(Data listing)
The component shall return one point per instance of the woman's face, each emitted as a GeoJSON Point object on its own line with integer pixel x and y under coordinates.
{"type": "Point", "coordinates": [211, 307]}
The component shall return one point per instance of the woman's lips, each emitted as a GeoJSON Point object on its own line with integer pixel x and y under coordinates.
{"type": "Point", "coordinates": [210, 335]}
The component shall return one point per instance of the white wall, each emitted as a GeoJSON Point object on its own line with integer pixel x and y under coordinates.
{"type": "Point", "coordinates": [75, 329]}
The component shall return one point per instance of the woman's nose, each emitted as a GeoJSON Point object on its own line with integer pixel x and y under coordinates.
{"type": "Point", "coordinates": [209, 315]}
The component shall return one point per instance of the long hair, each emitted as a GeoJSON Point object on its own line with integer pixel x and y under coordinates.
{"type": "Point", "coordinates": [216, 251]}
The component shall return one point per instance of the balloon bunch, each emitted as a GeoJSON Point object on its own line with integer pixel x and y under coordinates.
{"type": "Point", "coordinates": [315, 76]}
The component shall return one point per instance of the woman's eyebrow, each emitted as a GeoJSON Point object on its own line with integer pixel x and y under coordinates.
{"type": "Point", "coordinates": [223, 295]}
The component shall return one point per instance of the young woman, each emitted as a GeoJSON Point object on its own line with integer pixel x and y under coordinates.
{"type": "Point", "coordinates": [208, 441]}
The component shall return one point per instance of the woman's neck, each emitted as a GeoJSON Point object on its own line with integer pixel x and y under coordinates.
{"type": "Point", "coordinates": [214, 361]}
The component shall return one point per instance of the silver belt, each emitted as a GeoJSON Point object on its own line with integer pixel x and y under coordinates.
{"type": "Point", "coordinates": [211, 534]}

• What needs to be done: Render the stretch of the material above, from the line containing "woman's eyebrow, each" through the end of the material, as a Markdown table with two columns named Row and Line. Give one numbered row per line and leave out blank lines.

• Response:
| Row | Line |
|---|---|
| 1 | The component shall return one point per instance of the woman's eyebrow, each emitted as a GeoJSON Point object on its own line with integer pixel x and y under coordinates. |
| 2 | {"type": "Point", "coordinates": [223, 295]} |
| 3 | The component shall return one point per instance of the young woman, each emitted as a GeoJSON Point object on its own line with integer pixel x and y under coordinates. |
| 4 | {"type": "Point", "coordinates": [208, 441]} |
| 5 | The component shall return one point per instance of the woman's neck, each emitted as a GeoJSON Point object on its own line with integer pixel x and y under coordinates. |
| 6 | {"type": "Point", "coordinates": [214, 361]} |
| 7 | The component shall return one point per instance of the silver belt, each emitted as a GeoJSON Point object on its own line with integer pixel x and y under coordinates. |
| 8 | {"type": "Point", "coordinates": [211, 534]} |